» **Written task**: Format every line of the data below as a JSON list of strings, with one string per line and no blank lines. Leave the picture out of the list.

<<<<

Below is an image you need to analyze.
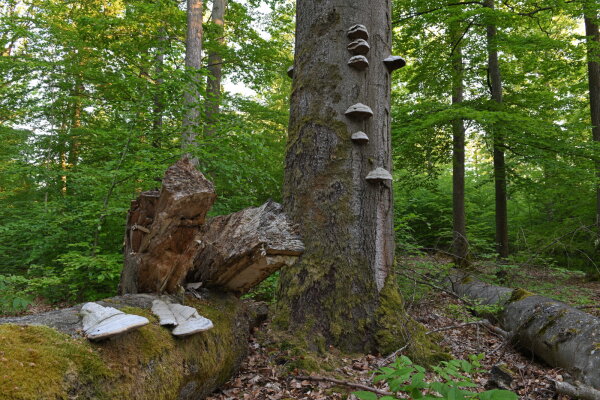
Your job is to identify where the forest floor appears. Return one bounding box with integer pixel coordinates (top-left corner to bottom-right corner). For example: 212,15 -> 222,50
208,256 -> 600,400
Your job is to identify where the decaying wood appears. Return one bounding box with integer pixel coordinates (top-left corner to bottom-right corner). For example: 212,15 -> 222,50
119,158 -> 216,294
185,201 -> 304,294
452,276 -> 600,390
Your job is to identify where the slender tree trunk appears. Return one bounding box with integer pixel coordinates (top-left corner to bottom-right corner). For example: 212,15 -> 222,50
152,28 -> 167,148
450,24 -> 469,267
181,0 -> 202,152
205,0 -> 227,135
585,8 -> 600,228
276,0 -> 402,351
484,0 -> 508,258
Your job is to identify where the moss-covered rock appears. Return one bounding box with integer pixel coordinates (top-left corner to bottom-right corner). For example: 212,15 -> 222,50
0,293 -> 248,400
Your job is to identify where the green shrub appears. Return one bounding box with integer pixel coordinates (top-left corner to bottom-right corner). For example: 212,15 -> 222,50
354,354 -> 518,400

>>>>

» **Result below**:
[
  "Below is an image you need to analyze.",
  "Your job is to identify where the forest floor appears. Return one bounding box with integer pixel coordinates (top-left corner to bottom-right corner). For example: 212,15 -> 222,50",
  "208,256 -> 600,400",
  "Your job is to identify where the decaying wood appears. Return one bounding box with integer pixel coordinates (top-left corner to bottom-right corner). For example: 212,15 -> 222,50",
  "119,158 -> 216,294",
  "185,201 -> 304,294",
  "452,276 -> 600,390",
  "Your job is to identify where the slender tree trunk appears. Return one bounding box with integer pixel coordinates (top-left corner to bottom-right corner). For example: 212,15 -> 222,50",
  "152,28 -> 167,148",
  "450,24 -> 469,267",
  "181,0 -> 202,152",
  "205,0 -> 227,135",
  "585,8 -> 600,228",
  "276,0 -> 402,351",
  "484,0 -> 508,258",
  "Your job is to identify where the moss-covered rock appears. Return one bounding box with integer pixel coordinates (top-left corner to bottom-right corner). For example: 212,15 -> 222,50",
  "0,293 -> 248,400",
  "Your job is to identify where the green shrub appears. Return one bounding box with integer pixel coordinates (top-left corner to bottom-right corner). For example: 212,15 -> 222,50",
  "354,354 -> 518,400"
]